-- PROMPT --
In the data below, how many lines include the word "interior"? Give only the number.

-- SUPPLIED ENTRIES --
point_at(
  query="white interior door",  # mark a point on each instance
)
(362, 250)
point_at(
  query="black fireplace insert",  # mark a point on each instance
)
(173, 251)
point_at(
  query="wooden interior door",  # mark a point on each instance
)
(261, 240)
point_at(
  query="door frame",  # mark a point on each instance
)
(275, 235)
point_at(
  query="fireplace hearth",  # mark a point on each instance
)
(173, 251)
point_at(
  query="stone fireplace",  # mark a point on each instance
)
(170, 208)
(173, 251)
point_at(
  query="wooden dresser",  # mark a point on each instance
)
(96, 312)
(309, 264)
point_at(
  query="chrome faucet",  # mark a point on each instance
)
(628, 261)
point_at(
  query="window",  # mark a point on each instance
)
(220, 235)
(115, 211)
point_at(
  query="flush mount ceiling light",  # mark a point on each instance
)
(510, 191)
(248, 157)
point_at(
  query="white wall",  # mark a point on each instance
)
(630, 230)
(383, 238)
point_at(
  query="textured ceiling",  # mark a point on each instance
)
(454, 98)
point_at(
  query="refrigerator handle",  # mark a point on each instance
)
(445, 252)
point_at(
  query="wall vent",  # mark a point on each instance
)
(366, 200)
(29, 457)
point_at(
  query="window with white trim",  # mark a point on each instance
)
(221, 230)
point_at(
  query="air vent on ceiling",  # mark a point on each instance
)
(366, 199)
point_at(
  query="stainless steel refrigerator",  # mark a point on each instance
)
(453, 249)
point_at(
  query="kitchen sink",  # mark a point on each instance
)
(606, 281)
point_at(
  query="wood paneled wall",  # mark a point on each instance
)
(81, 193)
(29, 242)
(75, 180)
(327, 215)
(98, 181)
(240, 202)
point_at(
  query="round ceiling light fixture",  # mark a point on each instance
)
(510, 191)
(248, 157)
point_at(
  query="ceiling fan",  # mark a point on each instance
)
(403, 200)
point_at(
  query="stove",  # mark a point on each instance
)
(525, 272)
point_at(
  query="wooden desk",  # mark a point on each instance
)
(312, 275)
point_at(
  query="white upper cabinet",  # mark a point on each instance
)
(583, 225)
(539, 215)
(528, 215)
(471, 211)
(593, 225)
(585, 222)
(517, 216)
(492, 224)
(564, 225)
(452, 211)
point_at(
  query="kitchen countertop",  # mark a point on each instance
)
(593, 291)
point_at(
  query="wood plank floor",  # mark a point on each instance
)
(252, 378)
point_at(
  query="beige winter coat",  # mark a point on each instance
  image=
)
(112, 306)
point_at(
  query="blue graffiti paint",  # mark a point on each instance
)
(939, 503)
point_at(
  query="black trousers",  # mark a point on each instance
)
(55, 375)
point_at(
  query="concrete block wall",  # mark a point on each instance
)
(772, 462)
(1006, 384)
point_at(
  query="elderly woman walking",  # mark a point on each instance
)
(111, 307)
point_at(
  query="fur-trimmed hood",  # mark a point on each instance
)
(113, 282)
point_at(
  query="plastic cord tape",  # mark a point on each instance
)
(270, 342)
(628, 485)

-- EXERCISE OUTPUT --
2